● **GIVEN PROBLEM**:
Transcribe every entry below word for word, leaving the pictures out.

>> START LISTED ENTRIES

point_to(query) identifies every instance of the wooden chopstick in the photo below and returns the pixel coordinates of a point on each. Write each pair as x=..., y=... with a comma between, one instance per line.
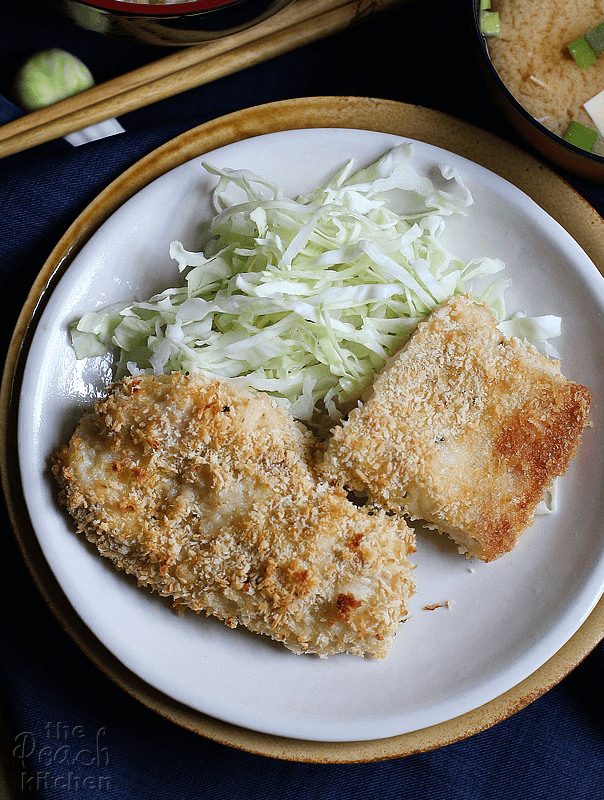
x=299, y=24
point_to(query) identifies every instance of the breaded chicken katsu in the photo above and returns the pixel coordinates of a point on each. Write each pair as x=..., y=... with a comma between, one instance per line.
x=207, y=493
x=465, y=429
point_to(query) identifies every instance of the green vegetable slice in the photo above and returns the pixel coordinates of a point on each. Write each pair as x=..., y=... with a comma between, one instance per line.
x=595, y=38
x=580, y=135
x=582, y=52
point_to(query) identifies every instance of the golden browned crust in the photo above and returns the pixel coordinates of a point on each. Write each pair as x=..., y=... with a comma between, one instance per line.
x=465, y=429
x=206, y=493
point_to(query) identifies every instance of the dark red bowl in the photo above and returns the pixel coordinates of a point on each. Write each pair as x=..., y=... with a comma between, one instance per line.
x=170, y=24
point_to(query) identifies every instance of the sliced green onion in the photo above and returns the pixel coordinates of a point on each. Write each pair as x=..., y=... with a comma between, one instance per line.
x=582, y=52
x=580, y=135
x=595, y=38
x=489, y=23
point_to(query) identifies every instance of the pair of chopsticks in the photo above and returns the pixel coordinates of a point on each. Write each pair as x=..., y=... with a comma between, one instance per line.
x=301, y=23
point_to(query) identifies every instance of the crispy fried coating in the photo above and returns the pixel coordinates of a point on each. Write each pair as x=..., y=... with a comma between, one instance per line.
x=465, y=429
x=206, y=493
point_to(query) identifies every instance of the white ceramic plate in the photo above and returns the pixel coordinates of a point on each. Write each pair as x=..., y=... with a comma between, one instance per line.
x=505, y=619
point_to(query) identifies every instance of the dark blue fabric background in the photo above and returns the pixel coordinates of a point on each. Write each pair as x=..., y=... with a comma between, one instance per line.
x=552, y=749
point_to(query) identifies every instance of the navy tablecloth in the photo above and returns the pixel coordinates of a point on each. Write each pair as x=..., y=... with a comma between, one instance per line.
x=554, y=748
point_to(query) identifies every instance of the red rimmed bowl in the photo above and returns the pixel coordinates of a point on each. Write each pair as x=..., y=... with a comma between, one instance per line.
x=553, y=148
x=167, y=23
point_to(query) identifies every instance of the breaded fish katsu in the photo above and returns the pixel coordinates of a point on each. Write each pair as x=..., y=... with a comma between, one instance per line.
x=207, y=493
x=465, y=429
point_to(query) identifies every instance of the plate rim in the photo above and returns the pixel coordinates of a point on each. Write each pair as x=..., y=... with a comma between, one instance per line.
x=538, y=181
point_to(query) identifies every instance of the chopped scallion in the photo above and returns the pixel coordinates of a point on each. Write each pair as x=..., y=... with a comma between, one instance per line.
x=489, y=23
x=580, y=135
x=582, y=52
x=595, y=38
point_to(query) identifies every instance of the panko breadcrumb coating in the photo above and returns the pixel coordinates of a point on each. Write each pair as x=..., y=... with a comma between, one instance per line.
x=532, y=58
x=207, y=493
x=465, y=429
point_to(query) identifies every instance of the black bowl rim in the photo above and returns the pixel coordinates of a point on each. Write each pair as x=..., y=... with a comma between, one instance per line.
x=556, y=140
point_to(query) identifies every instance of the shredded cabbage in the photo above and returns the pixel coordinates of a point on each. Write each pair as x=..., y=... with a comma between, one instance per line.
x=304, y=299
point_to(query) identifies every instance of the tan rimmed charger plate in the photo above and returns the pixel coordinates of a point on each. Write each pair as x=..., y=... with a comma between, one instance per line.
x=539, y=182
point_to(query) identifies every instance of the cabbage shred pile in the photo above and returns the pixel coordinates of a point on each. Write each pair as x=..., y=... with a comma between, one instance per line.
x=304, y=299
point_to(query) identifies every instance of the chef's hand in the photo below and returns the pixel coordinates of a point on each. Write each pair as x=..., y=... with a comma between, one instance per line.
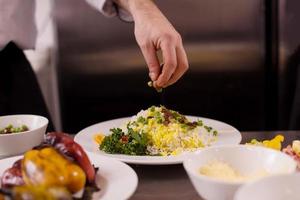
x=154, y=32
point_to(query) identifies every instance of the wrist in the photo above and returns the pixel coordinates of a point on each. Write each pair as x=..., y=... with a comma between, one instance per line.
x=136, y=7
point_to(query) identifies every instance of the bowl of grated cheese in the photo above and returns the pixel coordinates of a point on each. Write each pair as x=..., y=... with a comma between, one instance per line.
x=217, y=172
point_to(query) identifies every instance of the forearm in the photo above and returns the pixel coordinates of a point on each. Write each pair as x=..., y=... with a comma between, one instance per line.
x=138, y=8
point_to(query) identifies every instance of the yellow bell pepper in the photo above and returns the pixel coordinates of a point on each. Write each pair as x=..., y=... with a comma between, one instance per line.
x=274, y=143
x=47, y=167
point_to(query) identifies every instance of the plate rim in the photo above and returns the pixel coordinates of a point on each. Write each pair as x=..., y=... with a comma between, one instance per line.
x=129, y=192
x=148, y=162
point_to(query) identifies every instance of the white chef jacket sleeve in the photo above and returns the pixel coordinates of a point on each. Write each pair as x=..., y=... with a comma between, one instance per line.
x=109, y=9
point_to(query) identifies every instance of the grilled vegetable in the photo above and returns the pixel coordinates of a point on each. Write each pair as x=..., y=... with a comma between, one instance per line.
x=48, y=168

>> END LISTED ENTRIES

● **ANSWER FOR THE TASK**:
point_to(query) identifies every instance of the wooden chopstick in the photo below and returns the pixel coordinates of a point on each. Write each pair as x=..., y=... with a comma between, one instance per line.
x=299, y=24
point_to(query) identifies every instance of the breaded chicken katsu in the photo above and returns the pixel coordinates of a point on each. Write each pair as x=..., y=... with a comma between, one instance per line.
x=207, y=493
x=465, y=429
point_to(query) identifies every instance of the green vegetable slice in the photo above and returns the pixel coordinates of a point on each. Write each pair as x=..., y=... with a comma between, one instance per line.
x=595, y=38
x=580, y=135
x=582, y=52
point_to(query) identifies every instance of the golden browned crust in the photo above and returns the pixel coordinates of a point on each. Write each pair as x=..., y=... with a comma between, one instance per line.
x=465, y=429
x=206, y=493
point_to(query) identifies every instance of the dark red bowl in the photo above and returns the pixel coordinates of a point on each. Write each pair as x=..., y=... with a comma between, one instance per line.
x=170, y=24
point_to(query) identifies every instance of the sliced green onion in the photo above and returns the pixel coordinates of a point on each. Write each pair as x=..., y=... with a comma between, one instance per line.
x=582, y=52
x=580, y=135
x=595, y=38
x=489, y=23
point_to(query) identifies every instance of the pair of chopsticks in the photo above and returns the pixel coordinates of a point on each. Write each pair as x=..., y=... with a comma between, one instance per line.
x=301, y=23
point_to(query) identifies every instance of the crispy fried coating in the photo above and returns the pixel coordinates of a point on each. Write each pair as x=..., y=... with a comma between, one instance per line.
x=465, y=429
x=206, y=493
point_to(query) identifies every instance of the white ceramic plate in the photo above and returns the pixel coordinates of a point on each. Write each pair as x=..., y=... with a comma between, one instance per line.
x=505, y=619
point_to(query) identifies every instance of the dark blue fabric background in the photo above and returns the pixel coordinates of a point on each. Write each pair as x=..., y=... with a comma between, one instance per line.
x=552, y=749
point_to(query) identifies every instance of the navy tablecloth in the photo above and returns the pixel coordinates of a point on each. Write each pair as x=..., y=... with a comma between, one instance per line.
x=554, y=748
point_to(query) identifies every instance of the red rimmed bowl in the photo above and returns the pixel coordinates of a point on each. Write each pair as x=..., y=... with a comma between, one instance per line.
x=553, y=148
x=167, y=23
point_to(query) identifies every instance of the breaded fish katsu in the photo above and returns the pixel coordinates of a point on each. Write each pair as x=..., y=... with a comma between, one instance per line.
x=207, y=493
x=465, y=429
point_to(query) identifies every instance of the plate rim in the photo above and returns the pixel coordinates of a point on each. Write each pair as x=..., y=... with a comma between, one instance per line.
x=538, y=181
point_to(query) identifies every instance of the chopped scallion in the photo above and returns the pixel coordinates of a point on each. Write each pair as x=..., y=... with a comma between, one instance per line.
x=489, y=23
x=580, y=135
x=582, y=52
x=595, y=38
point_to(query) identifies every instance of the panko breadcrumb coating in the photo above and returns the pixel coordinates of a point on each. Write each pair as x=..., y=... with a comma between, one instance per line.
x=532, y=58
x=207, y=493
x=465, y=429
point_to(query) identifies every instance of the black bowl rim in the photo above and returns the pixel coordinates of a point on each. Write each pair as x=..., y=... with a comma between, one instance per line.
x=556, y=140
point_to(query) identifies every instance of the shredded cabbage in the photo above and returns the pixel coordinates of a point on each. Write each pair as x=..., y=... with a comma between, one instance per line.
x=304, y=299
point_to(query) identifies every instance of the tan rimmed charger plate in the photo above and returns the pixel coordinates of a point on each. Write each pair as x=..., y=... with a comma between, one instance per line.
x=539, y=182
point_to(query) identifies every instance of the cabbage shred pile in the photo above and returns the pixel coordinates of a point on each. Write each pair as x=..., y=... with a comma between, one instance per line.
x=304, y=299
point_to(query) identifies every instance of the chef's hand in the photo below and returns the pixel coordinates of a point on each. Write each pair as x=..., y=... with a comma between, one instance per line.
x=154, y=32
point_to(query) identifies every instance of the wrist in the photo above and returns the pixel coordinates of a point on each. Write each pair as x=..., y=... with a comma between, one instance per line.
x=136, y=7
point_to(query) identifies every instance of the bowl of grated cheese in the photo above and returns the pixel coordinates of a point on each. Write each pair as x=..., y=... with a comma between, one instance per line.
x=217, y=172
point_to(query) identifies every instance of the forearm in the photo above and returns the pixel coordinates of a point on each. Write each pair as x=..., y=... with a comma between, one instance per line.
x=138, y=8
point_to(query) identifies every instance of the yellow bell pepper in the photo above and returns the pixel coordinates of a point on each. Write each pair as x=..., y=... with a comma between, one instance per line.
x=274, y=143
x=47, y=167
point_to(query) identifies every instance of the plate rim in the photo above and returns the pixel coordinates of a point on each. Write each pair as x=..., y=... with a comma between, one instance per line.
x=129, y=192
x=148, y=162
point_to(query) identifies every instance of the white chef jacket sleeve in the photo above and returns the pixel coordinates of a point on each. Write each pair as x=..., y=... with a comma between, one instance per line.
x=109, y=9
point_to(query) identifies every instance of the grilled vegetable in the photo above and returns the pixel coordinates of a point on each. Write each pair as x=..., y=... with a comma between, one instance per line.
x=48, y=168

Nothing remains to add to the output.